> **Task instructions**
Please give the entries again in full and exactly, without any picture.
-----
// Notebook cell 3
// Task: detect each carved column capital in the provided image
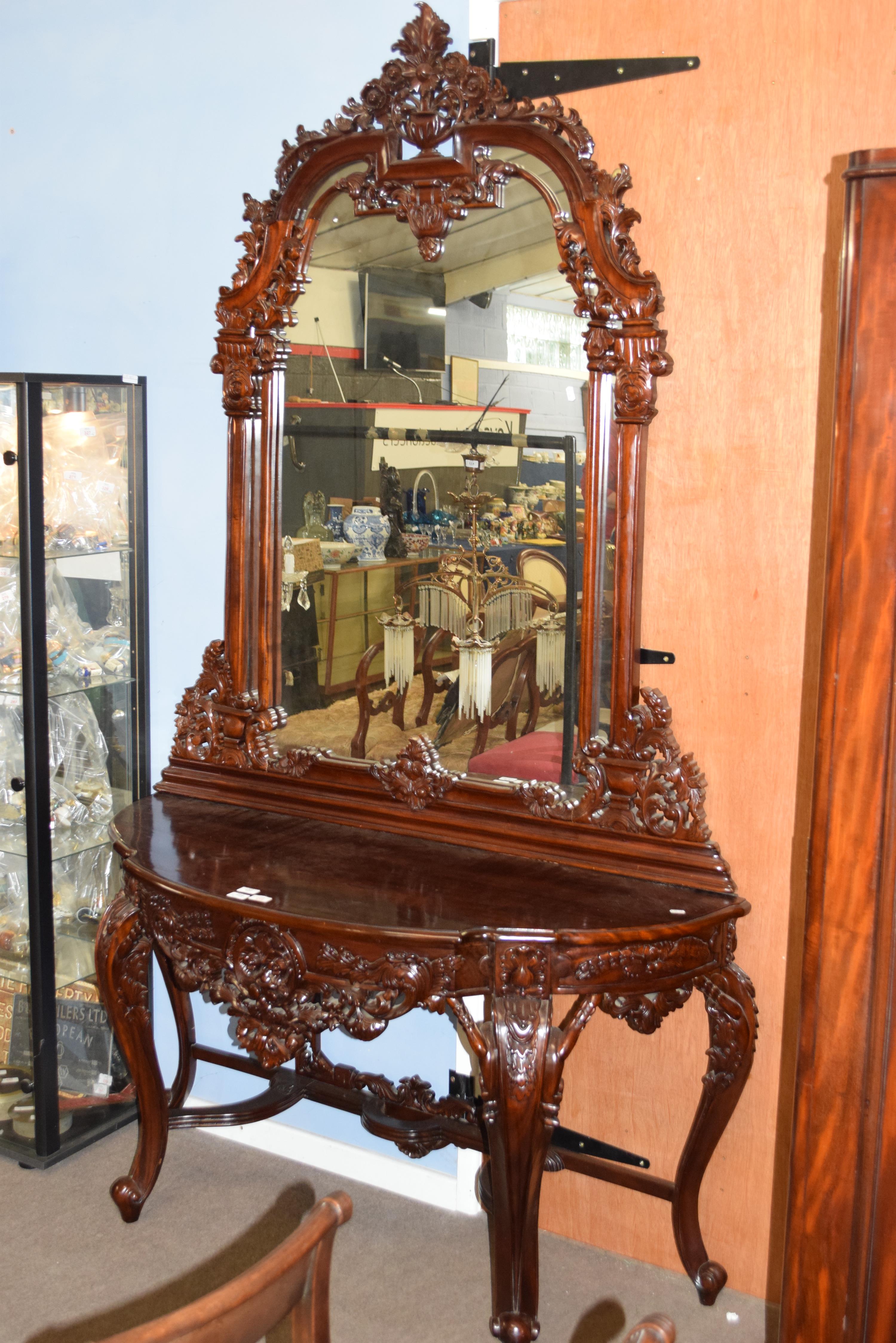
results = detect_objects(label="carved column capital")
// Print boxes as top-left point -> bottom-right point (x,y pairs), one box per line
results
-----
> **Reply**
// Notebook cell 3
// Task: detect each carved column capital in the provided image
results = detect_objects(label="carved column capital")
// Print boxes as top-left point -> bottom-right point (x,y pairs), one box per line
results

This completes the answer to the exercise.